> [Records supplied]:
★ ★ ★ ★ ★ ★ ★

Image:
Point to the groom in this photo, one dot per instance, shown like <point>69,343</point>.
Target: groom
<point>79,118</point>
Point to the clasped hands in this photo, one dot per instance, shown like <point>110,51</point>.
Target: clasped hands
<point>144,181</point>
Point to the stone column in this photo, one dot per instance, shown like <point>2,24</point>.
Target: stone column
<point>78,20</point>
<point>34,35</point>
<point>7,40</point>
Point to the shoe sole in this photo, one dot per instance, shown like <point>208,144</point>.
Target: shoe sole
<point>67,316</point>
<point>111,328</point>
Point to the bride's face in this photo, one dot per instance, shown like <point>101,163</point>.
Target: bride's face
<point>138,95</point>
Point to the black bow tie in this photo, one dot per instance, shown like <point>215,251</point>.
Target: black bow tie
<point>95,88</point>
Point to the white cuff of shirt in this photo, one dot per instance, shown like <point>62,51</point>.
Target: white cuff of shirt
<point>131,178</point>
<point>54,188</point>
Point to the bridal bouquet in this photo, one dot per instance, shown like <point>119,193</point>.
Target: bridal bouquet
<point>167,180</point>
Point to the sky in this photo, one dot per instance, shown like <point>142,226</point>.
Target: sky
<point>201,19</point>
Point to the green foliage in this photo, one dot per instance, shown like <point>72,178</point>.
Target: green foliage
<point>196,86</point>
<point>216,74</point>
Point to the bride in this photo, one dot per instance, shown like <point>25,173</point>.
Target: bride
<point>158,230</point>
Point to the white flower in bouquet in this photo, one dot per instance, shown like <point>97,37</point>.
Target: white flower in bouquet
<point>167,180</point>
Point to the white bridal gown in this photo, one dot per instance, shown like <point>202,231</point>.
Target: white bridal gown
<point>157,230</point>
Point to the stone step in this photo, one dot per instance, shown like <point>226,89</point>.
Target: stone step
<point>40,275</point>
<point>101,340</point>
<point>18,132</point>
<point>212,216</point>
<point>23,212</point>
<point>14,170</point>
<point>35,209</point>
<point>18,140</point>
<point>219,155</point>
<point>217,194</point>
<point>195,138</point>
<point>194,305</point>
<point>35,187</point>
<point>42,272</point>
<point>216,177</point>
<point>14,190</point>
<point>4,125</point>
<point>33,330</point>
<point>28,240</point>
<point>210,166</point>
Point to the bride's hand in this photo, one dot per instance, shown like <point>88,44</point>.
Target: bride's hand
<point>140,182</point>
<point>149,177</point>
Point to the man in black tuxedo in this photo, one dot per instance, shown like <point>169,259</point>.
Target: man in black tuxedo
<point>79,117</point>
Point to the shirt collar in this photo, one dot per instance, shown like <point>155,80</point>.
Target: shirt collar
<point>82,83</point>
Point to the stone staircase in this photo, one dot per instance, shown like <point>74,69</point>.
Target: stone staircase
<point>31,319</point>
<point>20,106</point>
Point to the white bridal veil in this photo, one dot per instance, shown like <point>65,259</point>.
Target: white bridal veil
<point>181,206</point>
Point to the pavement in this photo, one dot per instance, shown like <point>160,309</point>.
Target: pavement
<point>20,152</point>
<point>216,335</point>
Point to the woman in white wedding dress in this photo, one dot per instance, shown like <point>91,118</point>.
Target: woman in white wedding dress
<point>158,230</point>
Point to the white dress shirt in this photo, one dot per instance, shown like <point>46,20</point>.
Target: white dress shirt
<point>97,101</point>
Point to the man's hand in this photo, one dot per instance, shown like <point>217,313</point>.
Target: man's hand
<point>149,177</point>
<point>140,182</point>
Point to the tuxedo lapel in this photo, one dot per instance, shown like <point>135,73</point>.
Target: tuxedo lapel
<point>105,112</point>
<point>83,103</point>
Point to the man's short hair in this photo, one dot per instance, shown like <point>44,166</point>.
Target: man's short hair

★ ★ ★ ★ ★ ★ ★

> [Task prompt]: Repeat word for word the lines above that run from the line containing "Target: white cuff of shirt" through the line containing "Point to the green", both ends included, and nothing else.

> [Written reply]:
Target: white cuff of shirt
<point>131,178</point>
<point>54,188</point>
Point to the bridal bouquet in this photo, one dot per instance, shown like <point>119,193</point>.
Target: bridal bouquet
<point>167,180</point>
Point to the sky in this photo, one dot per instance, shown like <point>142,226</point>.
Target: sky
<point>201,19</point>
Point to the green foliage in this photo, one dot per instance, shown like <point>72,178</point>.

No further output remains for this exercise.